_Estratto fornito_
===============

Credere nel Figlio dell’uomo

Duccio, La guarigione del cieco nato

Come, dunque, ti furono aperti gli occhi?

19 marzo 2023 – Quarta Domenica di Quaresima Anno A
Gv 9,1-41; Ef 5,8-14

Tutto inizia con grande semplicità: “Passando Gesù vide un cieco dalla nascita”.
L’osservazione è semplice, completamente aneddotica; Gesù avrebbe potuto ignorare questo cieco. Sono i discepoli a porre la domanda che dà inizio a tutta la sequenza: “Rabbi, chi ha peccato per essere nato cieco, lui o i suoi genitori?” In altri termini: “di chi è la colpa?”
In quella società l’infermità è vista come punizione (divina) in risposta ad una colpa sconosciuta; la domanda dei discepoli sembra logica. Gesù risponde: “Né lui, né i suoi genitori. Ma è perché le opere di Dio si manifestino in lui!” Non emette giudizi, quindi, è solo un dato di fatto che il cieco sia lì.

===============

_Richieste_
A: Nel testo sul cieco nato, riscrivi il passo compreso tra "In quella società" e "cieco sia lì.", estremi inclusi, sostituendo "società" con "cultura".
B: Scrivi il seguito del testo sul cieco nato, cominciando subito dopo l'ultima frase riportata.

===============

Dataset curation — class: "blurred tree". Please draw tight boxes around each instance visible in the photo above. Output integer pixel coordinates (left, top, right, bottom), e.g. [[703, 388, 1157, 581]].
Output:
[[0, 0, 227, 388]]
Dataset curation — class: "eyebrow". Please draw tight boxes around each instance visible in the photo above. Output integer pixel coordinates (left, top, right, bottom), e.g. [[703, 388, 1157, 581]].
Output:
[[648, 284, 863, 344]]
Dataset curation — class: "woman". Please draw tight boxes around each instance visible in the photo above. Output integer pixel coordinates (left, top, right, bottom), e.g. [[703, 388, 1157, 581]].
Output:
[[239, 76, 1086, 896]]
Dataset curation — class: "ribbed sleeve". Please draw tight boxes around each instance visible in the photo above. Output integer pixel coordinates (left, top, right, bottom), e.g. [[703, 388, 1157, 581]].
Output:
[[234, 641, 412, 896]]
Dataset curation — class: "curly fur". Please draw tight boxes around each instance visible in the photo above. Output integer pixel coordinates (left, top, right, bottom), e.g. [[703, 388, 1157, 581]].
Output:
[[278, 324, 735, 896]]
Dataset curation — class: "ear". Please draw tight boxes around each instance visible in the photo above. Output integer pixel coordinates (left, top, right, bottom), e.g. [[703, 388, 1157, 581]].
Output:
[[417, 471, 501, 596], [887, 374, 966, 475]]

===============

_Risultati per compito_
A:
In quella cultura l’infermità è vista come punizione (divina) in risposta ad una colpa sconosciuta; la domanda dei discepoli sembra logica. Gesù risponde: “Né lui, né i suoi genitori. Ma è perché le opere di Dio si manifestino in lui!” Non emette giudizi, quindi, è solo un dato di fatto che il cieco sia lì.

B:
Il canto del Servo nel Libro di Isaia ricorda: “Farò camminare i ciechi per una via che ignorano,
li guiderò per sentieri che non conoscono; cambierò davanti a loro le tenebre in luce,
renderò pianeggianti i luoghi impervi. Sono queste le cose che io farò e non li abbandonerò”. (Is 42,16).
Gesù dice: “Finché è giorno, dobbiamo lavorare alle opere di Colui che mi ha mandato: arriva la notte in cui nessuno può lavorare; finché sono nel mondo, sono la Luce del mondo”.
Il cieco dalla nascita ci somiglia: nella cecità può iniziare un viaggio verso la Luce, offerta a ciascuno, finché è nel mondo.
Con le Sue parole Gesù pone la questione in maniera incisiva: il Dio che si è fatto uomo opera qui, nel mondo, perché si manifesti la volontà del Padre. Ed è anche qui, nel mondo, che si decide se accettare o rifiutare la salvezza.
Il cieco non ha chiesto proprio niente, per “un caso” i discepoli pongono una domanda sulla condizione di quell’uomo e così inizia un processo di guarigione.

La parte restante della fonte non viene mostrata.